As of today, AWS does not charge for data transfer in, data transferred between S3 buckets and to any AWS service within the same region, and data transfer out to Amazon Cloudfront. Different regions have different data transfer-out costs. Choose your region wisely. If possible, deploy your workloads within the same region to avoid inter-region data transfer fees.

Amazon S3 Storage lens

Amazon S3 storage lens is an analytics solution that provides visibility into object storage with point-in-time metrics, trend lines, and actionable recommendations. The Amazon S3 Storage lens will help you discover anomalies and identify cost efficiencies

File formats

Choose appropriate file formats. The file type, compression strategy, and partitioning you use on S3 will significantly impact performance and cost. Storing data in its raw format takes up a lot of space, is inefficient, and is expensive. Instead, use file formats such as parquet, Avro, and orc to speed up read/writes and compress data, using less storage space. Parquet and ORC are suitable for columnar storage and frequent reads over writes; they also compress better than Avro. On the other hand, Avro is suitable for row-based storage and is faster for frequent writes than reads.

========================

▸ EXERCISES TO COMPLETE:
A) Rewrite the paragraph beginning "Choose appropriate file formats" from the excerpt on S3 costs as a short bulleted list that keeps its main facts.
B) Reproduce the part of the excerpt on S3 costs between "Amazon S3 storage lens is" and "writes than reads.", inclusive.

▸ DATASET ROWS:
========================

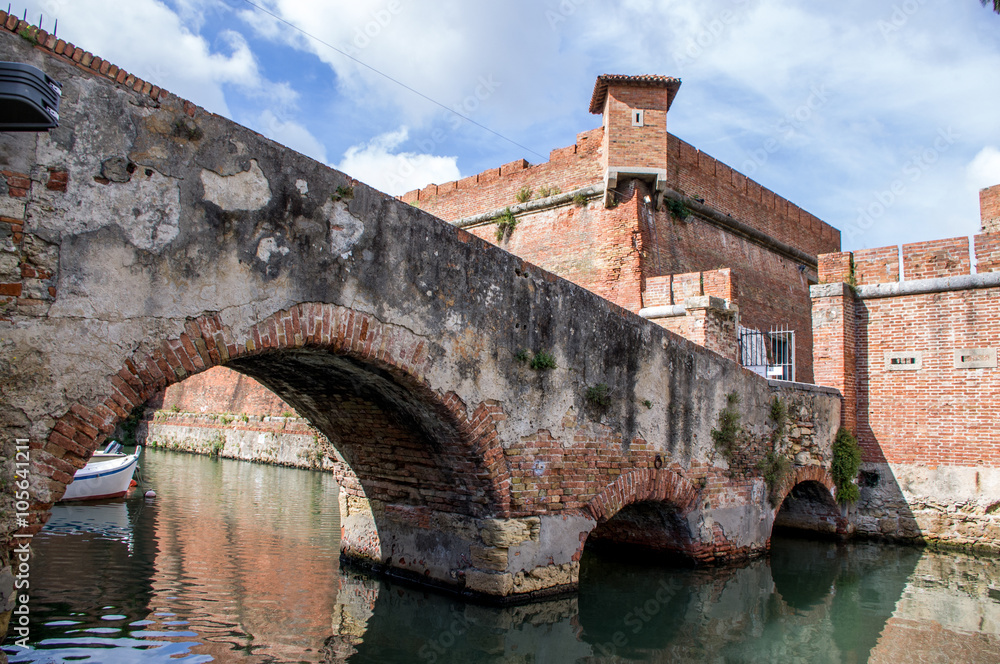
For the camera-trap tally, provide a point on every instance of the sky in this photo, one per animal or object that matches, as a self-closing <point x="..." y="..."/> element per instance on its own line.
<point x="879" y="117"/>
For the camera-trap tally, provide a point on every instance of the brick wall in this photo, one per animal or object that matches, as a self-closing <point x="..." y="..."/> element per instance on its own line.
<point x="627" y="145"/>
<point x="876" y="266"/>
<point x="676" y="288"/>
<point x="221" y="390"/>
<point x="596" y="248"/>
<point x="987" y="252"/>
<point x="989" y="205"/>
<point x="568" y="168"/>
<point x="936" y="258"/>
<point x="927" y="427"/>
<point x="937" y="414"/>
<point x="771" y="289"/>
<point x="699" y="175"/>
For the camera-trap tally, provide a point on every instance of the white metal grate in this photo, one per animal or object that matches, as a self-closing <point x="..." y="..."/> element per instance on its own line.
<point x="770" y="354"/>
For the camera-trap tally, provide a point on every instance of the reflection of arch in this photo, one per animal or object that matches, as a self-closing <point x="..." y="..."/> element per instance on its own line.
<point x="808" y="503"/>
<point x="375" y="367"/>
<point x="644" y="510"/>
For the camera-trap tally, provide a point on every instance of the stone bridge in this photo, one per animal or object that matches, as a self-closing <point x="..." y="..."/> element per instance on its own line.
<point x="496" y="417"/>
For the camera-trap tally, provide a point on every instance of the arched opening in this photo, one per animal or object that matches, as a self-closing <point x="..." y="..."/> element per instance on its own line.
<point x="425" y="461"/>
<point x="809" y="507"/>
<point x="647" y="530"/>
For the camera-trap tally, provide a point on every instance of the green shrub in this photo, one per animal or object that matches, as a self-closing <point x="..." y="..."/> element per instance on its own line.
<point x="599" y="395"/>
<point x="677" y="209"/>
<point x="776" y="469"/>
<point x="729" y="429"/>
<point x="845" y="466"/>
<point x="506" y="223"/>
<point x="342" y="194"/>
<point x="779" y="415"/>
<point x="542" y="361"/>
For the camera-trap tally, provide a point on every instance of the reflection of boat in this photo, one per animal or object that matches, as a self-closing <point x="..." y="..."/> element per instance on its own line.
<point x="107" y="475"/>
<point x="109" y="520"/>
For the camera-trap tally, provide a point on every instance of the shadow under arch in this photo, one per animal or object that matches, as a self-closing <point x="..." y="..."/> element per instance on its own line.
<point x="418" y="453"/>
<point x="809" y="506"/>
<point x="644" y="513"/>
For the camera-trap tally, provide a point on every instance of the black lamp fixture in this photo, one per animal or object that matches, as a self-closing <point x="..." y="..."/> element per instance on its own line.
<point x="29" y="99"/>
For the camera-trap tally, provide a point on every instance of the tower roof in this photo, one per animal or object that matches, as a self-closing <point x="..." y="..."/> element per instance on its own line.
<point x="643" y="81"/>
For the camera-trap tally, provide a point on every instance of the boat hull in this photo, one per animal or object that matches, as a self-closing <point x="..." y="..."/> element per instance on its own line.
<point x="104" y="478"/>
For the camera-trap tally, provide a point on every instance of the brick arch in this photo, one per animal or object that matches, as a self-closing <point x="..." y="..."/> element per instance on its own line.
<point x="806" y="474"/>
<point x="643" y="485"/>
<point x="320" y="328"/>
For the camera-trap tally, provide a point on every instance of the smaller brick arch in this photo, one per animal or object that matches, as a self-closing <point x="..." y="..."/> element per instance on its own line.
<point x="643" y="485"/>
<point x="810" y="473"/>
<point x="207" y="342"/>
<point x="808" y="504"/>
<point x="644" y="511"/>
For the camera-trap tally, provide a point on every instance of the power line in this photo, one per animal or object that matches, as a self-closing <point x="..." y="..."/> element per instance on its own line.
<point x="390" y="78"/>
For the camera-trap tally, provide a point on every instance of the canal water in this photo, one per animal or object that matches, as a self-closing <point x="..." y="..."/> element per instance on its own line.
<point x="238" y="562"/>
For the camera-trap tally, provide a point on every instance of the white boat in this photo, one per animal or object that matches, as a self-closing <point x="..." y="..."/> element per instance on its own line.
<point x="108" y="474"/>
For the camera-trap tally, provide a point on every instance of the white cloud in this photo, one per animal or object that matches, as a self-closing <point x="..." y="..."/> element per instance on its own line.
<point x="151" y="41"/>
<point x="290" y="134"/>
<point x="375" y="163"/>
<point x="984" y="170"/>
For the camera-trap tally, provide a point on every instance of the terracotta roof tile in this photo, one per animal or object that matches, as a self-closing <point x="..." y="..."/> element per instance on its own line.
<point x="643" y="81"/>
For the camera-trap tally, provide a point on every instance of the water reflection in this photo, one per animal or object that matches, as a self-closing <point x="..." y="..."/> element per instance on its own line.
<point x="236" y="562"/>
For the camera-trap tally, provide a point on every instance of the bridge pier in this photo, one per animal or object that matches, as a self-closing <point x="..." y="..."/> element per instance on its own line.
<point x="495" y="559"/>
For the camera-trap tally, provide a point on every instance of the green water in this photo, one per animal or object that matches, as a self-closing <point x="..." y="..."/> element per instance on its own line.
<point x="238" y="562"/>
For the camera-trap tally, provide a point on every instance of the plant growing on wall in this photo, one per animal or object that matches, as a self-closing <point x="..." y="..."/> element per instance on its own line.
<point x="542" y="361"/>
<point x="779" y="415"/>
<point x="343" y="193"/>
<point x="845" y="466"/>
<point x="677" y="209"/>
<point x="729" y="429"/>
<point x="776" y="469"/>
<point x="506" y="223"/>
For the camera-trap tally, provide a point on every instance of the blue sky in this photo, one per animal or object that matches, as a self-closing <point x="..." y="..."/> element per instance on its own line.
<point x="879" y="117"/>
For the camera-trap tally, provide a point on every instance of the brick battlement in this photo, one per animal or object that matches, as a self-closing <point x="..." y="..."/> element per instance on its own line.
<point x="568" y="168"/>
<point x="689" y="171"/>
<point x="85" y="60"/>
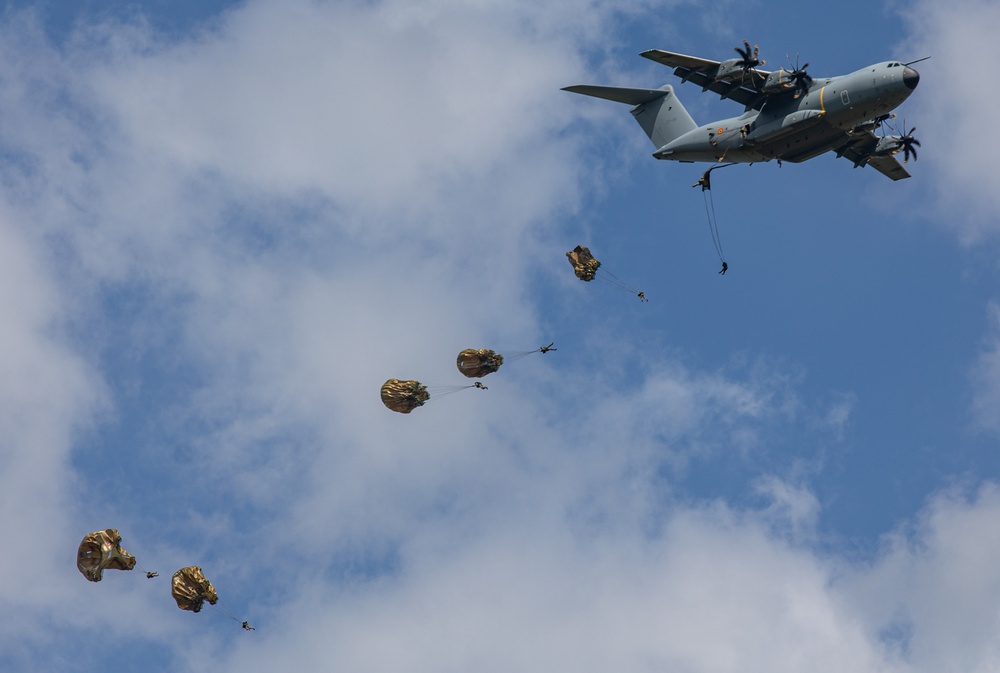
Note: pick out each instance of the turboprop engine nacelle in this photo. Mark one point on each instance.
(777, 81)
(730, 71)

========================

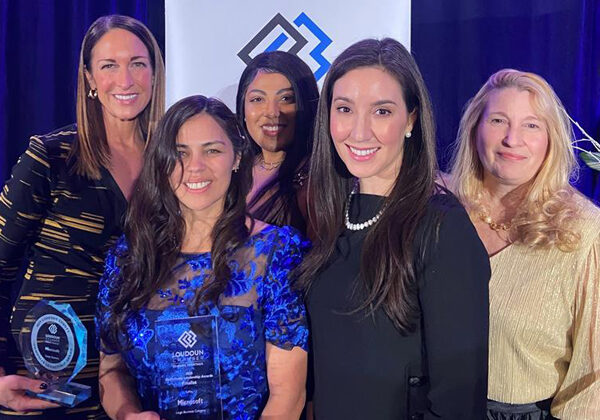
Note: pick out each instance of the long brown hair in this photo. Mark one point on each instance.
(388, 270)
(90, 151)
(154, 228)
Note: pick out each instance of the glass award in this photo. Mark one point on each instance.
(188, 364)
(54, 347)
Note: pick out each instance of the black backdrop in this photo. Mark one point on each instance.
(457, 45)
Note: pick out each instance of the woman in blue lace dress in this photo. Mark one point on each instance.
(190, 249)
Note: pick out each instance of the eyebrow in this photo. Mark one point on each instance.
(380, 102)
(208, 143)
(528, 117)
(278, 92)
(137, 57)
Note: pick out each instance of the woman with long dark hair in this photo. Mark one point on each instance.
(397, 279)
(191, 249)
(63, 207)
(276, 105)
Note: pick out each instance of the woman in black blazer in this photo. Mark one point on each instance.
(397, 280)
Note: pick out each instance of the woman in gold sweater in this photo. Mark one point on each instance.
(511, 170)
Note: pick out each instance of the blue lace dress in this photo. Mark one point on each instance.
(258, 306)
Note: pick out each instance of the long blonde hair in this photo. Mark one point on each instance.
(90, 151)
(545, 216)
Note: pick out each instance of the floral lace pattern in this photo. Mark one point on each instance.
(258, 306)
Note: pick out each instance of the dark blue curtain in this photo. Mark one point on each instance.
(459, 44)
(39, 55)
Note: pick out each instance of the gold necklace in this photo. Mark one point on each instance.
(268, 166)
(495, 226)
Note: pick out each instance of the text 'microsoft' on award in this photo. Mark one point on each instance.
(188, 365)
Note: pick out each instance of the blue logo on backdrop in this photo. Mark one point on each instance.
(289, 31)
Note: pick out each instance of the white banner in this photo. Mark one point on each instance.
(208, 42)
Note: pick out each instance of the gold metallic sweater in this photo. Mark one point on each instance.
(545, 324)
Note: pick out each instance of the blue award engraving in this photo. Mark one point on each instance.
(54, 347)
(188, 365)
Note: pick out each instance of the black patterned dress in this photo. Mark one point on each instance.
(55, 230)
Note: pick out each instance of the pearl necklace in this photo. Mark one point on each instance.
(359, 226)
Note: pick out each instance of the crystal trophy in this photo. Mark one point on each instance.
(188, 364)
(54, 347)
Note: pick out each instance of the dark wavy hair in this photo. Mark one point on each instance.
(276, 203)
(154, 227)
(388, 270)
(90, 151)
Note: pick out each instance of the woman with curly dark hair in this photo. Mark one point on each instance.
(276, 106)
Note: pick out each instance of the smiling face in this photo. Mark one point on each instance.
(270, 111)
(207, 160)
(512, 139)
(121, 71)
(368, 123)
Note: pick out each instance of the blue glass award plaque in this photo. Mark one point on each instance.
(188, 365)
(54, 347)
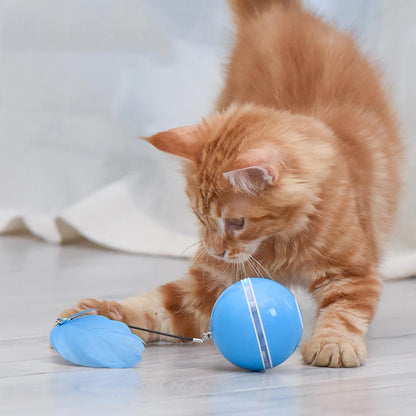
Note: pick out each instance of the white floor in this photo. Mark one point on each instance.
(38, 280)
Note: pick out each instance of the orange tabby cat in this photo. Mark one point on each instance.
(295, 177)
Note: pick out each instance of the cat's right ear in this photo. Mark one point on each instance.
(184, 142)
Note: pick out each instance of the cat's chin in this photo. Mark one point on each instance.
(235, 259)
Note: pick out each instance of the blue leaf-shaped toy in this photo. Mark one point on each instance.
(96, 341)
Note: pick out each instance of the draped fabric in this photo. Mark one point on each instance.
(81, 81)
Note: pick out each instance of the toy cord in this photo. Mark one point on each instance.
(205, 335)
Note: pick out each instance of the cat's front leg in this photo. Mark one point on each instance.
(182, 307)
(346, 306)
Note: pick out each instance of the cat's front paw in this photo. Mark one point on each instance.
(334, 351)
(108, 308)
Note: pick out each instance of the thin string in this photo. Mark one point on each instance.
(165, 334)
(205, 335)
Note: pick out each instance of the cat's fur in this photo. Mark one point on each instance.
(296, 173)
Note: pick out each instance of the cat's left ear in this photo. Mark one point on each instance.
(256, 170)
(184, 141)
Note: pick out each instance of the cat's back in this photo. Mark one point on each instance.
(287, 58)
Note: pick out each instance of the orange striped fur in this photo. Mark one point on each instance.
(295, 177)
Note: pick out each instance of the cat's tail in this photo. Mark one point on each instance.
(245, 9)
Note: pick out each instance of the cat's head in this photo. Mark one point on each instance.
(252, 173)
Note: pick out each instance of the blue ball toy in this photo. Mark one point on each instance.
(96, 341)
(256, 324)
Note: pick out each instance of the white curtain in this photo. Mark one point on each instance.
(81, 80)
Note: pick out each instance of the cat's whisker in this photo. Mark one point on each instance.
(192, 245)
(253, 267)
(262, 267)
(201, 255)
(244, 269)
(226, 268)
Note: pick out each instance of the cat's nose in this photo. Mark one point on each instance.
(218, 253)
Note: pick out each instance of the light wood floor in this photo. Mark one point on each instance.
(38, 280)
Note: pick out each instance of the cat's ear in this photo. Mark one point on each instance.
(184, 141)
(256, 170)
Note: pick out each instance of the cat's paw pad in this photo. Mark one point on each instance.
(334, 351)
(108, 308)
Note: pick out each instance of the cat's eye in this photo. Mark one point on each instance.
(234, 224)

========================

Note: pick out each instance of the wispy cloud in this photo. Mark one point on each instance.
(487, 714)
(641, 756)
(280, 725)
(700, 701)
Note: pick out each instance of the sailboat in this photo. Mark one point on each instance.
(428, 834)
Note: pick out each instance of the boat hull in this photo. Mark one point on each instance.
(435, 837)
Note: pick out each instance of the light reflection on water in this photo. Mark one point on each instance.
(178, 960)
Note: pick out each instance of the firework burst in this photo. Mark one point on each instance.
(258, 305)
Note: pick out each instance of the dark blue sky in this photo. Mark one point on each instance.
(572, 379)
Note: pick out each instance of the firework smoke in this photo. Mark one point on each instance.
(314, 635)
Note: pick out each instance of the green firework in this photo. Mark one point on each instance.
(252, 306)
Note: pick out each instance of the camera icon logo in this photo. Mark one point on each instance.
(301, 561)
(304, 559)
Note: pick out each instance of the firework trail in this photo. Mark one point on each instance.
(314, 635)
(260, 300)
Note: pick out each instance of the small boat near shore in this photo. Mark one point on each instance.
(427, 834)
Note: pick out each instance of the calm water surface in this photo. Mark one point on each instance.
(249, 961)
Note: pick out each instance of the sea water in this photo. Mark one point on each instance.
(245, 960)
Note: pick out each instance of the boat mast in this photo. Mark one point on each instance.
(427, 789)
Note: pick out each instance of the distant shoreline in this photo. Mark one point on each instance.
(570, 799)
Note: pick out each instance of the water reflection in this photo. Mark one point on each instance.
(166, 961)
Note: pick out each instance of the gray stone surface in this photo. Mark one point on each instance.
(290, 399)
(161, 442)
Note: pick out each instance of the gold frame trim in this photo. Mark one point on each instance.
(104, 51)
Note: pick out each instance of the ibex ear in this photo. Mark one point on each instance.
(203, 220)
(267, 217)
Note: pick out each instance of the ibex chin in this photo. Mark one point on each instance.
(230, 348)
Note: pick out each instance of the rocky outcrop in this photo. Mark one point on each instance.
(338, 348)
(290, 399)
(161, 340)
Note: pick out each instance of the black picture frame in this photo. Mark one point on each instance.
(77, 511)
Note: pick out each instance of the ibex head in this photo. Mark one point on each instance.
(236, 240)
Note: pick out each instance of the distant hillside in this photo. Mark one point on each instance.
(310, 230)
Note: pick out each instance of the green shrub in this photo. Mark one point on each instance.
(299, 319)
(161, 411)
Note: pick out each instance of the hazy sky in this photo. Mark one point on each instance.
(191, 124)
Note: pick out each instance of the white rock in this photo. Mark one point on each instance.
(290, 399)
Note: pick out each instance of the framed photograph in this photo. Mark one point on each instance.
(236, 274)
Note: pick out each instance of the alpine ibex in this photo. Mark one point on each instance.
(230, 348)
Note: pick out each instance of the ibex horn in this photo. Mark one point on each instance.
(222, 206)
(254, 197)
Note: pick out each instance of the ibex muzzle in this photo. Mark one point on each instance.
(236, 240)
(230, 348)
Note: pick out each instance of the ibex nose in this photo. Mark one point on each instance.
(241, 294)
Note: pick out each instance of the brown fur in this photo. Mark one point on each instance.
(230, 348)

========================

▸ ANSWER LIST:
A)
- The file type, compression strategy, and partitioning used on S3 significantly affect performance and cost.
- Storing data in its raw format takes up a lot of space and is inefficient and expensive.
- Parquet, Avro, and ORC speed up reads and writes and compress data, using less storage.
- Parquet and ORC suit columnar storage and frequent reads over writes, and they compress better than Avro.
- Avro suits row-based storage and is faster for frequent writes than reads.

B)
Amazon S3 storage lens is an analytics solution that provides visibility into object storage with point-in-time metrics, trend lines, and actionable recommendations. The Amazon S3 Storage lens will help you discover anomalies and identify cost efficiencies

File formats

Choose appropriate file formats. The file type, compression strategy, and partitioning you use on S3 will significantly impact performance and cost. Storing data in its raw format takes up a lot of space, is inefficient, and is expensive. Instead, use file formats such as parquet, Avro, and orc to speed up read/writes and compress data, using less storage space. Parquet and ORC are suitable for columnar storage and frequent reads over writes; they also compress better than Avro. On the other hand, Avro is suitable for row-based storage and is faster for frequent writes than reads.